**OBJECTIVE 1:**
In the Diffbot PHP client tutorial, which package is installed as a development requirement to get prettier debug output?
**OBJECTIVE 2:**
Continue the Diffbot PHP client tutorial with the next part, starting after its final sentence.

Powerful Custom Entities with the Diffbot PHP Client

Bruno Skvorc
Share

A while back, we looked at Diffbot, the machine learning AI for processing web pages, as a means to extract SitePoint author portfolios. That tutorial focused on using the Diffbot UI only, and consuming the API created would entail pinging the API endpoint manually. Additionally, since then, the design of the pages we processed has changed, and thus the API no longer reliably works.

In this tutorial, apart from rebuilding the API so that it works again, we’ll use the official Diffbot client to build custom entities that correspond to the data we seek (author portfolios).

Diffbot logo

Bootstrapping

We’ll be using Homestead Improved as usual. The following few commands will bootstrap the Vagrant box, create the project folder, and install the Diffbot client.

git clone https://github.com/swader/homestead_improved hi_diffbot_authorfolio; cd hi_diffbot_authorfolio
./bin/folderfix.sh
vagrant up; vagrant ssh
mkdir -p Code/Project/public; cd Code/Project; touch public/index.php
composer require swader/diffbot-php-client

Additionally, we can install Symfony’s vardumper as a development requirement, just to get prettier debug outputs.

composer require symfony/var-dumper --dev

If we now give index.php the following content, provided we added homestead.app to our host machine’s /etc/hosts file, we should see “Hello world” if we visit http://homestead.app in our browser:

<?php
// index.php

require '../vendor/autoload.php';

echo "Hello World";

Diffbot Initialization

Note that to follow along, you’ll need a free Diffbot token – get one here.

define('TOKEN', 'token');
use Swader\Diffbot\Diffbot;

$d = new Diffbot(TOKEN);

This is all we need to init Diffbot. Let’s test it on a sample article.

echo $d->createArticleAPI('https://www.sitepoint.com/crawling-searching-entire-domains-diffbot')->call()->getAuthor(); // Bruno Skvorc

Custom API

First, we need to rebuild our API from the last post, so that it can become operational again. We do this by logging into the dev panel and going to https://www.diffbot.com/dev/customize/.

Let’s create a new API:

API creation screenshot

After entering a sample URL like www.sitepoint.com/author/bskvorc/, we can add some custom fields, like author:

Author field creation

We can use this same approach to define fields like bio, and nextPage, in order to activate Diffbot’s automatic pagination:

Next page field creation

We also need to define a collection which would gather all the article cards and process them. Making a collection entails selecting an element the selector of which is repeated multiple times. In our case, that’s the li element of the .article-list class.

**DATASET EXCERPT:**
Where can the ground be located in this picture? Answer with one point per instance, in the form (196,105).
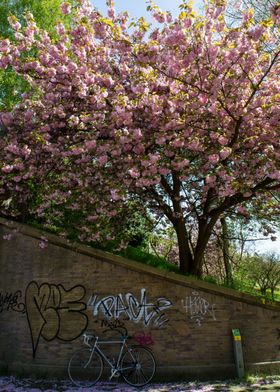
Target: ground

**TASK RESPONSE 1:**
Symfony's var-dumper (symfony/var-dumper).

**TASK RESPONSE 2:**
Defining a new collection

Within that collection, we define fields for each card (when in doubt, the browser’s dev tools can help us identify the classes and elements we need to specify as selectors to get the desired result):

Defining fields inside the collection

Primary category field definition

Besides title and primary category, we should also to extract the date of publication, primary category URL, article URLs, number of likes, etc. For the sake of brevity, we’ll skip defining those here.

If we now access our endpoint directly rather than in the API toolkit, we should get the fully merged 9 pages of posts back, processed just the way we want them.

http://api.diffbot.com/v3/diffpoint?token=token&url=https://www.sitepoint.com/author/bskvorc/

Diffpoint custom API result

We can see that the API successfully found all the pages in the set and returned even the oldest of posts.

Extending the Client

Let’s see if the Custom API behaves as expected.

echo $d->createCustomAPI('https://www.sitepoint.com/author/bskvorc', 'diffpoint')->call()->getBio();

This should echo the correct bio.

This step is, in a way, optional. We could consume the returned data as is, and just iterate through keys and arrays, but let’s pretend our data is much more complex than a simple portfolio page and do it right regardless.

We need two new classes: an Entity Factory, and an Entity. Let’s create them at /src/AuthorFolio.php and src/CustomFactory.php, relative to the root of our project (src is in the root folder).

AuthorFolio

Let’s start with the new entity. As per the docs, we have an abstract class we can extend.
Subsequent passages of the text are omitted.